- **TASKS TO CARRY OUT**
1. Using the passage on regulators and consortia, say whether each statement agrees with it. Answer yes or no and quote the words that settle it. (a) China has already set up its regulatory frameworks. (b) The passage calls it likely that other regulatory frameworks will go in different directions. (c) LISSI would gain from being used in a widely used network.
2. Pick up the passage on regulators and consortia after its last sentence and write what comes next.

Stakeholders’ angles: regulators
Regulators play a major role in how the implementation will have to take place. However, since many consortia are international players, also the interplay between regulators can play a major role. The EU and the US have a favorable relation and by themselves, have a sufficiently large industry to enable cross-continental cooperation as well as intercontinental action. Especially the EU as a conglomerate of many sovereign nations can effectively mediate legal groundwork for intra-EU implementations of all types of use cases. Large players like China already established their regulatory frameworks which is an advantage in terms of implementation but larger international cooperation can be negatively affected if other regulatory frameworks deviate in other directions. This is not likely but possible.
However, not only do regulators form the fate of companies and consortia, but this is also valid vice-versa. Companies with working implementations, major research results, and who are actively involved in research cooperations have not made any assumptions about the legal situation but certainly, they assume their respective regulatory frameworks to reflect their interests at least partially. Policymakers, therefore, shall not harm their local industries by harsh regulation on blockchain technology in general. Regulatory recommendations were provided in this policy paper.
Stakeholders’ angles: consortia
Multiple consortia not directly involved in the creation of a decentralized IoT marketplace can benefit from its creation. The already named example of LISSI would benefit from application in a broadly-used network. This can generate further knowledge and legitimizes the project further.

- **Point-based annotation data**
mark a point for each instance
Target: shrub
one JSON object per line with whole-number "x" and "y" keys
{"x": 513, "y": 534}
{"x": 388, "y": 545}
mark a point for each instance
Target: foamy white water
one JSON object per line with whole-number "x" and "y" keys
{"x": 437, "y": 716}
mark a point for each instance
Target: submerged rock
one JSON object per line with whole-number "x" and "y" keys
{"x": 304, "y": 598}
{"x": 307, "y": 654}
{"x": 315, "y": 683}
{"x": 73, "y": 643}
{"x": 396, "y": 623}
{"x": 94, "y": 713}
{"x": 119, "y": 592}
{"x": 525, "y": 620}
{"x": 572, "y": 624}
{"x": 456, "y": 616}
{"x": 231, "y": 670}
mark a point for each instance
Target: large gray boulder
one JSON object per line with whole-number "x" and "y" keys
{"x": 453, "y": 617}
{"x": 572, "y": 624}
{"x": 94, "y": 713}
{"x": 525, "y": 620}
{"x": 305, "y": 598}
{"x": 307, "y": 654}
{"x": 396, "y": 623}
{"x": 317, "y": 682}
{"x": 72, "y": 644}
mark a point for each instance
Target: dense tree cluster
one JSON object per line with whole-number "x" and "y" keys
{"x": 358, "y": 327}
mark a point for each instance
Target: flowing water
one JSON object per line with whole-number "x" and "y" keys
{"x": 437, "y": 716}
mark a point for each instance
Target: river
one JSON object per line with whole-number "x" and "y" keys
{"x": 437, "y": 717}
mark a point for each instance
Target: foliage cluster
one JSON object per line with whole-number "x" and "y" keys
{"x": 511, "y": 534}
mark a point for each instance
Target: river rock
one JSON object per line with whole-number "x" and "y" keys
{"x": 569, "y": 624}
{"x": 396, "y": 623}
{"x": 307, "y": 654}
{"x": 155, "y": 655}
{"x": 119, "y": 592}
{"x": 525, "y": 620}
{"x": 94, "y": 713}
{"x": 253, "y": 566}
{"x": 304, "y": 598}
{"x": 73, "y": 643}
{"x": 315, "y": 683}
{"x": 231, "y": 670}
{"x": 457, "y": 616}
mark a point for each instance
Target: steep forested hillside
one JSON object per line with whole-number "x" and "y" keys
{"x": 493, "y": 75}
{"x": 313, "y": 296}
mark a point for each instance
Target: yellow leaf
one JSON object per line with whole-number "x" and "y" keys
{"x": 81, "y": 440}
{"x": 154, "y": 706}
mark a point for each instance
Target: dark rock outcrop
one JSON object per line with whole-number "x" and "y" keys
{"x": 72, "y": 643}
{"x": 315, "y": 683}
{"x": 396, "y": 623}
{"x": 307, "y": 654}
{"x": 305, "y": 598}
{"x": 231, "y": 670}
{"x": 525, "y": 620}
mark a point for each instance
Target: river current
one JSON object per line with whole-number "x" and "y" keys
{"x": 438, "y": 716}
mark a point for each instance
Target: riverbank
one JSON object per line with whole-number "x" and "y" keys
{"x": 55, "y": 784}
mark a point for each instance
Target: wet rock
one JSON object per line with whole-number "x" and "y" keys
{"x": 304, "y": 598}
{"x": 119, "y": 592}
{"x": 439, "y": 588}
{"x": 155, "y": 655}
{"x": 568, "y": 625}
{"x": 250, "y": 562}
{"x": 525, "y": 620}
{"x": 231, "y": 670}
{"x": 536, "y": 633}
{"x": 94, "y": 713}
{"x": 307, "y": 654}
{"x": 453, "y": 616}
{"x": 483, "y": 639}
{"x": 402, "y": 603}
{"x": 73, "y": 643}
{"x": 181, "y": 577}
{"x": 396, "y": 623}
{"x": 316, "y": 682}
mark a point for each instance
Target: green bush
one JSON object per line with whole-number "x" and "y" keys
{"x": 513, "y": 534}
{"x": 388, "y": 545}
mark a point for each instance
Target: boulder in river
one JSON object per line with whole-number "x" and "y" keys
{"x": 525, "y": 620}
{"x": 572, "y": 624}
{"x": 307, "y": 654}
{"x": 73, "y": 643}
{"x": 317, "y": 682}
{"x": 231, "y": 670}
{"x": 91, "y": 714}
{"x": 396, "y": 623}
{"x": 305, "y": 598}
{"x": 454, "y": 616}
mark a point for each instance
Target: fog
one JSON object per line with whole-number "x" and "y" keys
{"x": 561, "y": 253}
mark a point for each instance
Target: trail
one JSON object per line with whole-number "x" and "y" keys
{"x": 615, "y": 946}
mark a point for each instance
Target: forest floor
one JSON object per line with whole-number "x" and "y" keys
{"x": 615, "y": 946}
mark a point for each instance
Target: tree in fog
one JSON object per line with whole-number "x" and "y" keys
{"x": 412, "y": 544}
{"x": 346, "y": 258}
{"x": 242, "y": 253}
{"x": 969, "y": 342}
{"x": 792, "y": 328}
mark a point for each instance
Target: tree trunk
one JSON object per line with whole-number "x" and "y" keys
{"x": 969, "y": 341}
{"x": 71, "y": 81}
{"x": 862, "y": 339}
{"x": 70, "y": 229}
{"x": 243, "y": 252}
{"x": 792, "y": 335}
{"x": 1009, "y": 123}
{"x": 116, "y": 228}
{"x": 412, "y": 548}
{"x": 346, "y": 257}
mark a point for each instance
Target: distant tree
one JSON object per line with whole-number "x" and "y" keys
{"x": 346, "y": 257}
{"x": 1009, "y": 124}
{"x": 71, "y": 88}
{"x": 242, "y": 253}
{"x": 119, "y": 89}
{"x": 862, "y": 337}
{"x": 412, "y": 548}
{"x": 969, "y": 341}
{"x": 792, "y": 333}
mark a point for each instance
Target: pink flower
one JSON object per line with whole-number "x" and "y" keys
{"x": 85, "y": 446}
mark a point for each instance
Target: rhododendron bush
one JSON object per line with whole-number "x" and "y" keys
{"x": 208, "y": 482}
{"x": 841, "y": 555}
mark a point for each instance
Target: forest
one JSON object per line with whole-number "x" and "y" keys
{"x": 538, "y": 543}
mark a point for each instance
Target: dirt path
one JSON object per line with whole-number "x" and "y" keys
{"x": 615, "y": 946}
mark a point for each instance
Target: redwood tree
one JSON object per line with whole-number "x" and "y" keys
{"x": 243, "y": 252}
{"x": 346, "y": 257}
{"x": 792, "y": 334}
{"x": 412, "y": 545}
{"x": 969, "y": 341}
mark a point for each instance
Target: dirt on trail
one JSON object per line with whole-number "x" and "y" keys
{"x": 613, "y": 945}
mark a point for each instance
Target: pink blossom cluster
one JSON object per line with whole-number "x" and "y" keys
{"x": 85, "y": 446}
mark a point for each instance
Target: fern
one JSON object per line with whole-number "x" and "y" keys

- **EXPECTED RESPONSES**
1.
(a) Yes: "Large players like China already established their regulatory frameworks"
(b) No: "This is not likely but possible."
(c) Yes: "The already named example of LISSI would benefit from application in a broadly-used network."

2.
Stakeholders’ angles: investors
Investors are not yet considered in the use case of a decentralized IoT marketplace structure based on several system components. However, setup and operations require capital that can not be fully covered by fees. However, investor dependence may not be too high. Depending on implementation and design parameters, IoT marketplaces can be decentrally financed with a token model. A possible model for this could be, for example, a token that draws value from each transaction (a very small fraction) committed and is saved in a basket that represents the steadily growing counter value. The number of tokens could remain static and could be traded. The financial burden of setup would be covered by token sale, operational costs of nodes would be covered by transaction fees. Consequently, a coin would result whose value is a combination of demand for it and expected use of the network. This way, investors can help in the implementation and possibly popularization of the marketplace while profiting from steady returns whose cost should remain negligible for participants.
It is of utmost importance to coordinate the interests and rights of all concerned parties when a sustaining marketplace solution is to be found for the future of industrial production. Thus, governance and all of its components have been defined, put into context and applied to the stakeholder groups. As a result, the currently planned development is on its way to take into account the perspectives of many parties. Challenges were found concerning a lack of clarity in terms of regulation and in the degree to which investors play a role in the ecosystem.
This research and development project was funded by the German Federal Ministry of Education and Research (BMBF) within the funding number 16KIS090. The authors are responsible for the content of this publication.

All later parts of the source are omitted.